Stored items
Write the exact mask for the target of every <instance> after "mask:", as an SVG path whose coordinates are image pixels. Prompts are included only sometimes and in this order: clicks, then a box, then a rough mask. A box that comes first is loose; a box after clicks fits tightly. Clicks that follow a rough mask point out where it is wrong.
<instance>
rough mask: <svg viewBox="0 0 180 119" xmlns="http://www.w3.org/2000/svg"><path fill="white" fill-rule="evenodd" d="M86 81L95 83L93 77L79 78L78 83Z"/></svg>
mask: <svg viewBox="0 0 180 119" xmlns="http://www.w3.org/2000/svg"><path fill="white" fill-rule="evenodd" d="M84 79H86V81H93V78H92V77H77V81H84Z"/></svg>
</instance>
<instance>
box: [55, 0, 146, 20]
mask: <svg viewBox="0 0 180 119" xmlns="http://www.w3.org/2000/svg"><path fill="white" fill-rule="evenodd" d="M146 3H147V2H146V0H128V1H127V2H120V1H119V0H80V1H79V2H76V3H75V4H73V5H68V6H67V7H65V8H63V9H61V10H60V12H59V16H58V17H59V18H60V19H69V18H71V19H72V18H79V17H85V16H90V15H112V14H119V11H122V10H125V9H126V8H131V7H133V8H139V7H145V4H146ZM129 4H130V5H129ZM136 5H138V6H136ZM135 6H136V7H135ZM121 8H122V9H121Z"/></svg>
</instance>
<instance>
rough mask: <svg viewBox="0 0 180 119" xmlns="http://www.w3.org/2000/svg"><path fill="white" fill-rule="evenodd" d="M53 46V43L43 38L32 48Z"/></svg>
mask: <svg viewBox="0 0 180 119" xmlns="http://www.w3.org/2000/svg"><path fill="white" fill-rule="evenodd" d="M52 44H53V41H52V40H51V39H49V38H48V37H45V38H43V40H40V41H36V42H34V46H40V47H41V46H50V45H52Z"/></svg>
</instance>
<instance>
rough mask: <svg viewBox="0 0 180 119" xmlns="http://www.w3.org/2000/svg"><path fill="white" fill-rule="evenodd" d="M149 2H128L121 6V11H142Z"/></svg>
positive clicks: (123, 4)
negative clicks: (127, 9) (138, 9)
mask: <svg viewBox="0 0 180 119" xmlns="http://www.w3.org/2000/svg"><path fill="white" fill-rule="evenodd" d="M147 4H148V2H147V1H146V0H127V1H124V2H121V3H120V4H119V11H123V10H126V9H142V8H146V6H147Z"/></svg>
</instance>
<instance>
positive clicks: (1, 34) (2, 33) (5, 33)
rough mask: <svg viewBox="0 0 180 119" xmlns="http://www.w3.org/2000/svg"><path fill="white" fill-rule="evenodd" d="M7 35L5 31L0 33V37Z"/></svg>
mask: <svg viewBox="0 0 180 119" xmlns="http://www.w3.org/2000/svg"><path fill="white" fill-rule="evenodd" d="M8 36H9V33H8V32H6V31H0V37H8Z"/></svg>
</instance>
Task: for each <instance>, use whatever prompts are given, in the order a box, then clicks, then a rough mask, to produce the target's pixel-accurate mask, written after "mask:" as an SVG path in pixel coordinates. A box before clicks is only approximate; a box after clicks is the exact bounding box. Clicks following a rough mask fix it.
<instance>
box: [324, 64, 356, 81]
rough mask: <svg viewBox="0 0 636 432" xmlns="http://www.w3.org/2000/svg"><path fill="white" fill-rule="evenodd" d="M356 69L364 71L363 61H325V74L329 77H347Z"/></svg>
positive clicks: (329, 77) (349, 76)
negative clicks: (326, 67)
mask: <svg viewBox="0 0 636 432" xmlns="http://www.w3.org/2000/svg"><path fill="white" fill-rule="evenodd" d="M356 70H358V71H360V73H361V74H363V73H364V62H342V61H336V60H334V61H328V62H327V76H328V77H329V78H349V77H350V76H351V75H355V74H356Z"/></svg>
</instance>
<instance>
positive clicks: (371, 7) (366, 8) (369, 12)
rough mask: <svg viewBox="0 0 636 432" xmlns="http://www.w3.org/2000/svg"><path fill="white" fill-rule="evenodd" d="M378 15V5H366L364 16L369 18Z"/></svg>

* _Activity_
Return every line of the entries above that the string "positive" appears in.

* _Written response_
positive clicks: (123, 4)
positive clicks: (1, 34) (2, 33) (5, 33)
positive clicks: (329, 77) (349, 76)
positive clicks: (371, 7) (366, 8) (369, 12)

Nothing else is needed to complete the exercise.